> [THE EXERCISE]: Write out again only the lines running from the one that contains "task | put a dot on every instance of the parked" to the end of the records below, including both the first and the last.

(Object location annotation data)
** Start **

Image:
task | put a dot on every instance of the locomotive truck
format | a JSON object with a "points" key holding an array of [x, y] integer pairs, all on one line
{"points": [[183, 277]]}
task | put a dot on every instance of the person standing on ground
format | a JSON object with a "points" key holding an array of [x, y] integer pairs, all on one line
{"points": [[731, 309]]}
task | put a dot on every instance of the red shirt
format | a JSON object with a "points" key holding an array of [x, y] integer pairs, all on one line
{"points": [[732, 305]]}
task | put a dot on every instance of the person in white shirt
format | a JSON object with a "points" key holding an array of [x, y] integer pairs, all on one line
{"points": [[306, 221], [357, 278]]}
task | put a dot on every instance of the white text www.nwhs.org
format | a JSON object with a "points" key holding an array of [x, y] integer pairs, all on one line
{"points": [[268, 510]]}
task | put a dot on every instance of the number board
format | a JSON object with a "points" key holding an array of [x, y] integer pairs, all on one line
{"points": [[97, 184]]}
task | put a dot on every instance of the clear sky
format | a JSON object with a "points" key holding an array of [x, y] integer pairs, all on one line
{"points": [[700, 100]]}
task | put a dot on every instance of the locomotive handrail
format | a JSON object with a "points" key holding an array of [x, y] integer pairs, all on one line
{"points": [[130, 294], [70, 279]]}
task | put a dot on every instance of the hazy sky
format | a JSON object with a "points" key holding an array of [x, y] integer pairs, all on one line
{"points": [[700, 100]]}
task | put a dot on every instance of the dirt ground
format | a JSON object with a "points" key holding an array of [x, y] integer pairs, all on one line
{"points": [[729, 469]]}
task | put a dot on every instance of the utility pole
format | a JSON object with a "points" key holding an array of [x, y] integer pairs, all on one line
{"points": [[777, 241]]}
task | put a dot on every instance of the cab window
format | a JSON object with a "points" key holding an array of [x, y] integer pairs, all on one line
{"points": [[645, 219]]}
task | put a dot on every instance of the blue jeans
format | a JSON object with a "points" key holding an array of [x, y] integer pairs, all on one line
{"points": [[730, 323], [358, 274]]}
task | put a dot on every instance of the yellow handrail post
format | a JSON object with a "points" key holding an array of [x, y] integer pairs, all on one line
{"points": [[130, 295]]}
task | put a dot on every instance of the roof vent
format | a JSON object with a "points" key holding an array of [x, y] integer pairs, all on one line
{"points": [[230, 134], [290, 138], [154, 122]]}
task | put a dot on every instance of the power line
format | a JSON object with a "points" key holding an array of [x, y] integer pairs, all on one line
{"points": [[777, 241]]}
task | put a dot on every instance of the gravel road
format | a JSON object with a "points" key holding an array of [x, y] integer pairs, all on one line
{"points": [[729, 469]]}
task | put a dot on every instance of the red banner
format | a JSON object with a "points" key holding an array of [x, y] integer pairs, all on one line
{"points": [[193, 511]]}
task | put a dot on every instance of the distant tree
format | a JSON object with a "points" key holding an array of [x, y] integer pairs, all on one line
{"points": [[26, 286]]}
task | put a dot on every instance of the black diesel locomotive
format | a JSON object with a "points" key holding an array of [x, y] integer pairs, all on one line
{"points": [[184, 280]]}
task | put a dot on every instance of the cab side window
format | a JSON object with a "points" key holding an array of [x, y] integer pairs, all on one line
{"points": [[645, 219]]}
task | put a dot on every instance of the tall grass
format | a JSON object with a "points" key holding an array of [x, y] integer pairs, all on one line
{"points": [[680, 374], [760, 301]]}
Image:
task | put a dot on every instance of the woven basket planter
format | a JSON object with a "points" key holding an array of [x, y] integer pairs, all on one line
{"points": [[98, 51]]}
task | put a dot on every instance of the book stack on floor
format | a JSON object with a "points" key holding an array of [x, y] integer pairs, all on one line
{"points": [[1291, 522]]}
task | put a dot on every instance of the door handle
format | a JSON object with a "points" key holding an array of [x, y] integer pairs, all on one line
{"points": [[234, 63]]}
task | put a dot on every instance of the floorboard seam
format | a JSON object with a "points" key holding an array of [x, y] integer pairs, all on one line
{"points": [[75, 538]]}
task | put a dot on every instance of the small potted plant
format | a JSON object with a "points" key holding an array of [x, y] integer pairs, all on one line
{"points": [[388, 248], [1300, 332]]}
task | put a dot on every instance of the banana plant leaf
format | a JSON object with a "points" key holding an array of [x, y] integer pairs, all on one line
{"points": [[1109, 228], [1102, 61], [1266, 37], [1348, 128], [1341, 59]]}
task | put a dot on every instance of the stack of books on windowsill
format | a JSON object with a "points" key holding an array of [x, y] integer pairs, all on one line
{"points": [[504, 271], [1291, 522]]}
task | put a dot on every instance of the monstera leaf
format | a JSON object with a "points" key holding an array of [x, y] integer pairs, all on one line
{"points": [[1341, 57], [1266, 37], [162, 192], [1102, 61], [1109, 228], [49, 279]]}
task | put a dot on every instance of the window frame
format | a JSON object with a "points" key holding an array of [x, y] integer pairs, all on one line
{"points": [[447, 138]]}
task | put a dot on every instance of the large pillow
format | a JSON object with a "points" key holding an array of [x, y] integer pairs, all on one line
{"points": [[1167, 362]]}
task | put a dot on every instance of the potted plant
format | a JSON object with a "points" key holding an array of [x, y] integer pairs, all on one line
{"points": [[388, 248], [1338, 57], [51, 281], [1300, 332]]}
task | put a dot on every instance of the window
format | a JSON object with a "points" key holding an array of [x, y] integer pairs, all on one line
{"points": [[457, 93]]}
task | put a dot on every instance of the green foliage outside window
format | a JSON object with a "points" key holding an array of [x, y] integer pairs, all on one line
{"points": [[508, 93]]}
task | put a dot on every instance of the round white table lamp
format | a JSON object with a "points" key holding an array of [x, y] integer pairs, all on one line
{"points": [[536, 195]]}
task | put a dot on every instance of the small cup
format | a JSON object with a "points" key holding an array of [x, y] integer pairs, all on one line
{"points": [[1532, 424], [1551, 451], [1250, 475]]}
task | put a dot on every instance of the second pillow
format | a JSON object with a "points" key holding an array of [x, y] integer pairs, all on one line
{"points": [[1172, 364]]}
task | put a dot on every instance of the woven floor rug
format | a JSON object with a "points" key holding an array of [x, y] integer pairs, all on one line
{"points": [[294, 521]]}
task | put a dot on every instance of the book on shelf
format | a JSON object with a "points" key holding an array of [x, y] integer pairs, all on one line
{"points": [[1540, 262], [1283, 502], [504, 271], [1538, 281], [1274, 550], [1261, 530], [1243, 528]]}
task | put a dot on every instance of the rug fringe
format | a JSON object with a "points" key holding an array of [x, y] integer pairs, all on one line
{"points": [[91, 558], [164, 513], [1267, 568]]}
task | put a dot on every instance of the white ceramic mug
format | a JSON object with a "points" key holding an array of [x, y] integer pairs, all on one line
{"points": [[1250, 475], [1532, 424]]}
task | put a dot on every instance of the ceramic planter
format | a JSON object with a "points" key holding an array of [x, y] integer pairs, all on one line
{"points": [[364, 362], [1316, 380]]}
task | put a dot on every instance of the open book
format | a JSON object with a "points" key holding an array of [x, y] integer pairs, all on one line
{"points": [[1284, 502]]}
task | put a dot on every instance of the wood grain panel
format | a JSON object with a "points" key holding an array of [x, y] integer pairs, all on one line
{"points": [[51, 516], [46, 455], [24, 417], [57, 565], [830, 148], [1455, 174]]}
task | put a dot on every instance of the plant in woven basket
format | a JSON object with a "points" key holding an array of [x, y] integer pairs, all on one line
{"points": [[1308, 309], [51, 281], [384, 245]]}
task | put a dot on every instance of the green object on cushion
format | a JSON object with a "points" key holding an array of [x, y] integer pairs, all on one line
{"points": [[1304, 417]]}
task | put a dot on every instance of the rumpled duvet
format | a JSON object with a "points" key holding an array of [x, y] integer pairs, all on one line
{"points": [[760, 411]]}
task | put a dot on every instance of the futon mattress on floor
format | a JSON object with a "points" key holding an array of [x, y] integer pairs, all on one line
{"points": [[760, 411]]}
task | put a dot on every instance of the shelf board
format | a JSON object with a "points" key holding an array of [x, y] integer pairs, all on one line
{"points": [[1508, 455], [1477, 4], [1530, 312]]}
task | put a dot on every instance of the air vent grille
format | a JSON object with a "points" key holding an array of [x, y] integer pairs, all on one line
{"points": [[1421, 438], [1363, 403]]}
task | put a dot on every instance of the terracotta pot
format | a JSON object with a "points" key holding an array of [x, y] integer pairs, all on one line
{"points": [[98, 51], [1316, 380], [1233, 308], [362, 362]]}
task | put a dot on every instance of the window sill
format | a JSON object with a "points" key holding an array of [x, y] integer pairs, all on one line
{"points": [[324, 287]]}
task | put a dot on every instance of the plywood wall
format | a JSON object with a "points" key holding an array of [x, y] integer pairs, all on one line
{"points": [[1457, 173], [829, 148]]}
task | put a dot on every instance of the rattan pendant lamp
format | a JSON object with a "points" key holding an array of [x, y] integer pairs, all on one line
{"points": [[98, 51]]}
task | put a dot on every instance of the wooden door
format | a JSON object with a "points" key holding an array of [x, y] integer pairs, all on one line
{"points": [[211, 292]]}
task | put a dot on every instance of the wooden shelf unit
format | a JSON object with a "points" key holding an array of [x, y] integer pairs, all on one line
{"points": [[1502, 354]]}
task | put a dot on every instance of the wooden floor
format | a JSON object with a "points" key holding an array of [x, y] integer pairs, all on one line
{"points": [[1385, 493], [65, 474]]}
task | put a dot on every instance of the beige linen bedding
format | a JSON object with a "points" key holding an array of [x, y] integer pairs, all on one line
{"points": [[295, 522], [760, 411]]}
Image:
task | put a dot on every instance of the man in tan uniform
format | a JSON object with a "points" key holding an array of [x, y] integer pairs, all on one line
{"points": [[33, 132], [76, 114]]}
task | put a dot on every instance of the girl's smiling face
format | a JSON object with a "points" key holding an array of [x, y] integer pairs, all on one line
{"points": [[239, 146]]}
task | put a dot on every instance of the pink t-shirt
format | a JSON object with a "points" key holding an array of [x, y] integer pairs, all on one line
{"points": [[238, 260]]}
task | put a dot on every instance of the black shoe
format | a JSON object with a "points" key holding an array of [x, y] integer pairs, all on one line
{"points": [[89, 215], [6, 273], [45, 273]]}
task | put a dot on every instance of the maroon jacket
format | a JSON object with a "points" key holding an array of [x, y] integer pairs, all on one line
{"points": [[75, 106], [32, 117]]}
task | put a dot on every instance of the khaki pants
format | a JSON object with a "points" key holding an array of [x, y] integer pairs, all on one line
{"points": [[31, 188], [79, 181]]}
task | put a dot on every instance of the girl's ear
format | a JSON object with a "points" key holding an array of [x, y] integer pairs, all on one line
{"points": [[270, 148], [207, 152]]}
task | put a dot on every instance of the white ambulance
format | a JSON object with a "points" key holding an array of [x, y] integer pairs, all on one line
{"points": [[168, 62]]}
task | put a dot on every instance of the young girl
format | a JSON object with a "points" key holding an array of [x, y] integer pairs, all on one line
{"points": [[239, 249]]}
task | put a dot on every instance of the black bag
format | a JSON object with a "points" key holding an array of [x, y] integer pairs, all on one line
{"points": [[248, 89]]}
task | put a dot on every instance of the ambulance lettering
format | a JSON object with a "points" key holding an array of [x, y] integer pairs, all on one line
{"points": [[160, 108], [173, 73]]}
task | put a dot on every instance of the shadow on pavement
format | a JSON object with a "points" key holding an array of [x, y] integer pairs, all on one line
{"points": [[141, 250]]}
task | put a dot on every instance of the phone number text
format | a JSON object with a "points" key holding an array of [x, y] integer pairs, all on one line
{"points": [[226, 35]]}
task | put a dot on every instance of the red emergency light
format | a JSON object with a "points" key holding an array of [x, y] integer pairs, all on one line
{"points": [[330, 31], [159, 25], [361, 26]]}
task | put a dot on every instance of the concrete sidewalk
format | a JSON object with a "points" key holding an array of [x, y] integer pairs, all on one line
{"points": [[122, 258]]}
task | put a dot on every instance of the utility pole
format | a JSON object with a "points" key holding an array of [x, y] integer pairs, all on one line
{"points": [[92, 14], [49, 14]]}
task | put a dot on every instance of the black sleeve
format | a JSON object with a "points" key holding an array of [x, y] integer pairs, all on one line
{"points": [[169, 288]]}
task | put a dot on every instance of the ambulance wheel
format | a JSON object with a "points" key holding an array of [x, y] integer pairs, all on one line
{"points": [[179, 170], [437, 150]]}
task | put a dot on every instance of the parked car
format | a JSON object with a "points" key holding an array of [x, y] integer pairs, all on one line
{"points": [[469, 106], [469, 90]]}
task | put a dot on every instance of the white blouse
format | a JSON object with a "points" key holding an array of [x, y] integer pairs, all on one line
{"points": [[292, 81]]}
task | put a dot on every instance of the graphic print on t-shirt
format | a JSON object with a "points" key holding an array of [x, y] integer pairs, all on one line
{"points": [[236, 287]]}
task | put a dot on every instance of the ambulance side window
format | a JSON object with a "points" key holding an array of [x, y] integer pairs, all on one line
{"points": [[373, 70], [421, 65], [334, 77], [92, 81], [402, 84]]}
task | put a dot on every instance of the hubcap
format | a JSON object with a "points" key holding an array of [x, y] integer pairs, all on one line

** End **

> [SOLUTION TO THE EXERCISE]:
task | put a dot on every instance of the parked car
format | a JSON object with a "points" key holding an array of [x, y] integer pairs, all on one line
{"points": [[469, 106], [469, 90]]}
task | put a dot on every instance of the white blouse
format | a JSON object with a "points" key holding an array of [x, y] integer pairs, all on one line
{"points": [[292, 81]]}
task | put a dot on every instance of the graphic print on t-shirt
format | a JSON object with a "points" key holding an array of [x, y] integer pairs, all on one line
{"points": [[236, 287]]}
task | put a dot on every instance of the ambulance side window
format | a JSON object with a "points" key holding an array of [x, y] integer pairs, all on one line
{"points": [[373, 70], [421, 65], [334, 77], [92, 81], [402, 84]]}
task | put a dot on every instance of the hubcap
format | a JSON object with a "points" key holding an array of [x, y] integer pairs, all on one line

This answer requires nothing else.